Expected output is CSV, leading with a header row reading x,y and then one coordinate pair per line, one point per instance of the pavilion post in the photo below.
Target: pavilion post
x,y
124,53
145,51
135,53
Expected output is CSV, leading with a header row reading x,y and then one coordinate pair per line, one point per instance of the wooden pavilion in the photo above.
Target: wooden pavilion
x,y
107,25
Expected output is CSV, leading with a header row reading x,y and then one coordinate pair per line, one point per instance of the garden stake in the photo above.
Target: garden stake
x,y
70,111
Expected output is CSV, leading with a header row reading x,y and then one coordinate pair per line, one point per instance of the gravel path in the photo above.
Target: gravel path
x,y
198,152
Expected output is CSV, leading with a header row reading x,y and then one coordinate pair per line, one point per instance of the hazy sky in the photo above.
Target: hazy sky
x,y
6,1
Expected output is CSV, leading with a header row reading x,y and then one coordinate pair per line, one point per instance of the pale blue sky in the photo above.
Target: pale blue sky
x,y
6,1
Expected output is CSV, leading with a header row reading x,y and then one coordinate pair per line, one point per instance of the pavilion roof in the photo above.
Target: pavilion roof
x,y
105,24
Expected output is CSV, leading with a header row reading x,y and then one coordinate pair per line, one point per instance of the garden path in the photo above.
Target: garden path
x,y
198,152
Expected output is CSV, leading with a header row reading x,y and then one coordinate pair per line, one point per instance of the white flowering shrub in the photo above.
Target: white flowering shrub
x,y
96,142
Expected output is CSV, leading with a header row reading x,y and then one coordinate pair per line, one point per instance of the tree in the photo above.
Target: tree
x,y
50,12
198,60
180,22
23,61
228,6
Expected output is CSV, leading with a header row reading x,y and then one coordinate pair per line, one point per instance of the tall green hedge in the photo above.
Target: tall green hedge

────

## Required work
Each line of the listing should be reproduced without any alteration.

## Result of this task
Expected output is CSV, leading with a header row reading x,y and then one coordinate pair per line, one point per instance of the pavilion post in the photo below.
Target: pavilion post
x,y
124,53
145,51
135,53
Expected output is CSV, leading with a header row reading x,y and then one coordinate pair per line, one point per instance of the wooden pavilion in the photo above.
Target: wooden pavilion
x,y
107,25
Expected output is CSV, leading with a header row reading x,y and then one coordinate pair per line, one point per instance of the garden stake in the photo above.
Target: garden stake
x,y
70,111
Expected output is CSV, leading with a header row reading x,y and then one coordinate pair per line, one point per instance of the gravel path in the photo above.
Target: gravel path
x,y
198,152
Expected output is CSV, leading with a header row reading x,y and then one coordinate pair per line, one point per instance of the hazy sky in the photo above.
Target: hazy sky
x,y
6,1
Expected output is CSV, leading with a header row reading x,y and then one coordinate pair per line, one point per instance of the pale blue sky in the photo above.
Target: pale blue sky
x,y
6,1
Expected output is CSV, leading with a header row reading x,y and then one coordinate pair per line, one point per instance of the pavilion roof in the photo above.
Target: pavilion roof
x,y
105,24
Expected output is CSV, leading with a header row reading x,y and then one coordinate pair per line, one point per instance of the garden path in the photo above.
Target: garden path
x,y
198,152
Expected output is CSV, leading with a header row reading x,y and then one coordinate pair per line, one point per instance of the white flowering shrub in the photo above.
Target: white flowering shrub
x,y
96,142
Expected output is CSV, leading with a header row reading x,y and then one coordinate pair per line, one point per instance of the tree in the photo above.
Target: tree
x,y
50,12
198,60
180,22
23,61
228,6
Expected output is CSV, leading with a header row reading x,y and then one coordinate pair per line, one point per instance of the tall green hedge in the photo above.
Target: tall green hedge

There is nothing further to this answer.